_REQUIRED TASK:_ Give the data a second time, exactly and in full.

-------

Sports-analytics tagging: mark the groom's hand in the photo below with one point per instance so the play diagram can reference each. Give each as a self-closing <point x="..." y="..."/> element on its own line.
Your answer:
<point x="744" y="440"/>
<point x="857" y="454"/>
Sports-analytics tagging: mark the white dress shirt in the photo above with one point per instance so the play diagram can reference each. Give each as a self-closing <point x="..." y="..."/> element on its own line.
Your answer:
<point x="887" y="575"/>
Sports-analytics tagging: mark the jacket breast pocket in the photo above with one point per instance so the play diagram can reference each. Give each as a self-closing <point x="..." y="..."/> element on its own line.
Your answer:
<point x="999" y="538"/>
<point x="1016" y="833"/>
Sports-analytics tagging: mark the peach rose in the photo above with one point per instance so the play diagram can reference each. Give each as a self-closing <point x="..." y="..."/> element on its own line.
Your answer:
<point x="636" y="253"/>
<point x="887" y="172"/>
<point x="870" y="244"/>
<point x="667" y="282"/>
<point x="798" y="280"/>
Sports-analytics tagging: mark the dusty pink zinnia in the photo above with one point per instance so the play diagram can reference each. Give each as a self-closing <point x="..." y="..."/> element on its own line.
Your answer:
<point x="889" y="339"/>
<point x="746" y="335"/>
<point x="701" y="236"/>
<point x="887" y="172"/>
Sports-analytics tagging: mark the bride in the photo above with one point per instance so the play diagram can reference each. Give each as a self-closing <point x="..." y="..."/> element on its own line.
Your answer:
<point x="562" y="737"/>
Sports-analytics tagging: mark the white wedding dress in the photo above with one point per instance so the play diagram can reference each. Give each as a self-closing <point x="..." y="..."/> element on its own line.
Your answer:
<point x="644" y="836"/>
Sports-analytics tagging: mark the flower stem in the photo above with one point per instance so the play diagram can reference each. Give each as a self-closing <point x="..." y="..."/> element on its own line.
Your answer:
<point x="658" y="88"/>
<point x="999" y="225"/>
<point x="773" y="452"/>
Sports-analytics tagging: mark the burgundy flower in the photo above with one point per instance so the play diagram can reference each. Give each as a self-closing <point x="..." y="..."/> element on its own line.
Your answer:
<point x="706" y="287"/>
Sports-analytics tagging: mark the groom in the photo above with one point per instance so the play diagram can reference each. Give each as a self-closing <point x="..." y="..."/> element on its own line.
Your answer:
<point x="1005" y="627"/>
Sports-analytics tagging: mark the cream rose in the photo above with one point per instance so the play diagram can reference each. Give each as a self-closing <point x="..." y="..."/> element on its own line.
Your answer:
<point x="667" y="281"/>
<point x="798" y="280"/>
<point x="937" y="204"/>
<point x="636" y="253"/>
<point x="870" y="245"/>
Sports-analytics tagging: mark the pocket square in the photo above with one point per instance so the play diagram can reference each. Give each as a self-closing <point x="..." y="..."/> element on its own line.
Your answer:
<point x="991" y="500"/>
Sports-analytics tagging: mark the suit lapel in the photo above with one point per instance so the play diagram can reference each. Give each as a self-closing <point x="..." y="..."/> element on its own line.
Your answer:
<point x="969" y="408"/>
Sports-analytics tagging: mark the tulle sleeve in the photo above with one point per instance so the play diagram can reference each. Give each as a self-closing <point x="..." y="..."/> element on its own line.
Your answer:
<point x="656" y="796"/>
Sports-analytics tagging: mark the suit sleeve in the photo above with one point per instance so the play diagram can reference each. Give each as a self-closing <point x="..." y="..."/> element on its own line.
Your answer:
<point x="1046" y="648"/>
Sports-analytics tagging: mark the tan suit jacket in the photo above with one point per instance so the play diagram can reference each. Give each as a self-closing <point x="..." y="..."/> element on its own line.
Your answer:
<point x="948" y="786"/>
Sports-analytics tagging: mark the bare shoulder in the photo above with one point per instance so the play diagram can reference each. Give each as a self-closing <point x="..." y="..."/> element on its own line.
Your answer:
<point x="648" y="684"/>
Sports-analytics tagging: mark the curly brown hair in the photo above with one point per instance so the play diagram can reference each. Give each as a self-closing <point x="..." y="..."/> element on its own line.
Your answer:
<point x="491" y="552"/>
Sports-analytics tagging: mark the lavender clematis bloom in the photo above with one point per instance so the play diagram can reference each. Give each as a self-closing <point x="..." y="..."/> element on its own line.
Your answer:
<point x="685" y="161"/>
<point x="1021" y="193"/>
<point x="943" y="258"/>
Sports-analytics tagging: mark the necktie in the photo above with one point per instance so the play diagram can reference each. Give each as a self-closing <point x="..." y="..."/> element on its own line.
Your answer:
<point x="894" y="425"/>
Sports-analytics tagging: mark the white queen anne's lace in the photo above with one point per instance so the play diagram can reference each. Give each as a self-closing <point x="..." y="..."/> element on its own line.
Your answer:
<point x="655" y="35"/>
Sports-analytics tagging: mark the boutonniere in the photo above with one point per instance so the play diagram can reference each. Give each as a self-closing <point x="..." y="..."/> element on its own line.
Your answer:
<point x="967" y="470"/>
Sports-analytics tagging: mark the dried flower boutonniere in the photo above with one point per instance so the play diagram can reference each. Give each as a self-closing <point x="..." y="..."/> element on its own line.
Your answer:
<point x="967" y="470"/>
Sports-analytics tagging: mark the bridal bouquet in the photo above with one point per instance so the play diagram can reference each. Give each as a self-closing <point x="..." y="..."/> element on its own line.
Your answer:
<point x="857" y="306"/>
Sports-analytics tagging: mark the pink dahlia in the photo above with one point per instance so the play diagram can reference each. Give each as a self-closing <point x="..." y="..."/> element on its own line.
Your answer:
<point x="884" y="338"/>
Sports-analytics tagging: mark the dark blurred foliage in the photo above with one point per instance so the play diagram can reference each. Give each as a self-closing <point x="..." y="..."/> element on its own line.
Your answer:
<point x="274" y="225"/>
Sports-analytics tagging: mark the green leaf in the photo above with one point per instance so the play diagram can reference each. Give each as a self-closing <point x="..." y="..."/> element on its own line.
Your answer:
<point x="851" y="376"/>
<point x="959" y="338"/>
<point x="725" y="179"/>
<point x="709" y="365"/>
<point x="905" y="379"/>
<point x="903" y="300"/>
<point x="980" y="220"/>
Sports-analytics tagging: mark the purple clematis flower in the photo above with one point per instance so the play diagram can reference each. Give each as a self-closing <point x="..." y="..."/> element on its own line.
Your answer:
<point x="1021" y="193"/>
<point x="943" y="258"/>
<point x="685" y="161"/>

-------

_EXERCISE RESPONSE:_
Sports-analytics tagging: mark the groom's hand in the photo below with one point per instance so the play diagram can reference each. Give each as a self-closing <point x="..." y="..."/> element on its own line.
Your answer:
<point x="744" y="440"/>
<point x="857" y="454"/>
Sports-analytics tagging: mark the white dress shirt in the photo above with one point per instance so the play diagram can reference each. Give each as a self-closing <point x="..." y="..."/> element on its own line.
Your answer:
<point x="887" y="575"/>
Sports-analytics tagging: mark the jacket breast pocket in the photo above with one point per instance so the play diagram can reference each. Give each as a self-closing <point x="..." y="..."/> element on its own line.
Your answer:
<point x="999" y="538"/>
<point x="1016" y="833"/>
Sports-analytics tagging: mark the peach rose in the photo above with one point per instance so the play diagram can reference each. Give each as a self-closing <point x="..." y="..."/> element on its own line.
Your answer:
<point x="636" y="253"/>
<point x="887" y="172"/>
<point x="870" y="244"/>
<point x="667" y="282"/>
<point x="798" y="280"/>
Sports-analytics tagging: mark the dusty pink zinnia in the photo above with one point per instance so the play diagram can reference each. Give each as a self-closing <point x="..." y="..."/> element on its own line.
Your answer:
<point x="889" y="339"/>
<point x="746" y="335"/>
<point x="701" y="236"/>
<point x="887" y="172"/>
Sports-analytics tagging: mark the bride in the photo above with one point per instance so the play diagram can reference each. Give each as a self-closing <point x="..." y="..."/> element on its own line.
Your answer:
<point x="562" y="737"/>
Sports-analytics tagging: mark the white wedding dress in the photo above with one point per instance so the play diagram can reference each. Give each as a self-closing <point x="..." y="..."/> element on its own line.
Your answer:
<point x="644" y="836"/>
Sports-analytics tagging: mark the flower stem in the photo above with one point per instance so the play diagram can reference each. Give each as a self-closing <point x="..." y="..."/> element on its own line.
Your answer:
<point x="658" y="88"/>
<point x="999" y="225"/>
<point x="773" y="452"/>
Sports-analytics tagging: mark the burgundy flower in the photo above with one point per instance so the play diagram can reference each. Give each as a self-closing <point x="..." y="..."/> element on its own line.
Your answer:
<point x="706" y="287"/>
Sports-analytics tagging: mark the groom in the photo above with one point per instance so the play diagram can reference each. Give each as a self-closing <point x="..." y="..."/> element on its own line.
Your answer:
<point x="1005" y="627"/>
Sports-analytics tagging: mark the cream rose in the photo above with one point per instance so the play diagram can reference each. Give each as a self-closing <point x="..." y="..."/> element on its own line.
Your answer:
<point x="667" y="281"/>
<point x="798" y="280"/>
<point x="937" y="204"/>
<point x="636" y="253"/>
<point x="870" y="245"/>
Sports-analytics tagging: mark the pocket square in the photo above with one point per instance so the play diagram can reference each. Give each as a self-closing <point x="..." y="..."/> element on its own line.
Your answer:
<point x="991" y="500"/>
Sports-analytics tagging: mark the suit lapel in the photo above with one point per instance so the play diagram can reference each. Give each as a self-closing <point x="..." y="..."/> element on its own line.
Your answer:
<point x="969" y="408"/>
Sports-analytics tagging: mark the tulle sleeve in the photo above with one point per instance so the play diagram can reference each. Give each as a self-closing <point x="..." y="..."/> element on its own line.
Your answer:
<point x="656" y="796"/>
Sports-analytics tagging: mark the suit sleeve in the photo above with one point per instance so the play diagram can reference each. Give each as a self-closing <point x="..." y="..."/> element on its own line.
Your answer:
<point x="1046" y="648"/>
Sports-analytics tagging: mark the tan suit jacket in the photo above with one point per instance so the play diagram can reference each. Give each as a self-closing <point x="..." y="..."/> element on its own line.
Your answer:
<point x="948" y="786"/>
Sports-analytics tagging: mark the bare shoulder in the photo above with one point per instance so the play diagram can reference each. Give each as a self-closing <point x="..." y="..."/> element on its own line.
Your answer:
<point x="648" y="684"/>
Sports-analytics tagging: mark the curly brown hair in the photo above with one point per instance so the play diagram can reference each. Give each as a self-closing <point x="..." y="..."/> element on its own line.
Your answer:
<point x="491" y="552"/>
Sports-analytics tagging: mark the lavender clematis bloom in the photo above with one point per instance so the play diagram can reference each. Give each as a self-closing <point x="..." y="..."/> element on its own line.
Your answer:
<point x="685" y="161"/>
<point x="1021" y="193"/>
<point x="943" y="258"/>
Sports-analytics tagging: mark the necktie in the photo above with one point per instance so the play diagram can reference each. Give each as a self-closing <point x="..." y="..."/> element on its own line.
Your answer:
<point x="894" y="425"/>
Sports-analytics tagging: mark the white queen anne's lace in the photo above with one point per instance so the play diagram can reference each. Give each as a self-closing <point x="..." y="..."/> element on its own line.
Your answer:
<point x="655" y="35"/>
Sports-analytics tagging: mark the boutonniere in the photo above with one point per instance so the play diagram can reference each. Give each as a self-closing <point x="..." y="..."/> element on its own line.
Your answer:
<point x="967" y="470"/>
Sports-analytics tagging: mark the dried flower boutonniere in the photo above with one point per instance so the play diagram can reference each. Give each as a self-closing <point x="..." y="..."/> element on its own line.
Your answer:
<point x="967" y="470"/>
Sports-analytics tagging: mark the bridal bouquet in the photo above with one point per instance so the play diagram can reference each. Give each as a self-closing <point x="..." y="..."/> element on its own line.
Your answer:
<point x="857" y="306"/>
Sports-analytics tagging: mark the pink dahlia in the photo above with one point per instance so the play diagram can reference each. Give each as a self-closing <point x="..." y="..."/> element on its own line.
Your answer:
<point x="884" y="338"/>
Sports-analytics tagging: mark the dark blurred foliage in the photo above with one point per instance so the play diagram can reference each. Give each as a self-closing <point x="..." y="..."/> element on its own line.
Your answer:
<point x="274" y="225"/>
Sports-analytics tagging: mark the green leaf in the photo above with one point per instance so the play diagram can reference each. Give each as a self-closing <point x="..." y="..."/> element on its own line.
Your answer:
<point x="851" y="376"/>
<point x="959" y="338"/>
<point x="725" y="179"/>
<point x="709" y="365"/>
<point x="905" y="379"/>
<point x="903" y="300"/>
<point x="980" y="220"/>
Sports-analytics tagging: mark the purple clematis flower in the photo above with one point per instance so the play diagram can reference each. Give each as a self-closing <point x="..." y="..."/> element on its own line.
Your answer:
<point x="1021" y="193"/>
<point x="943" y="258"/>
<point x="685" y="161"/>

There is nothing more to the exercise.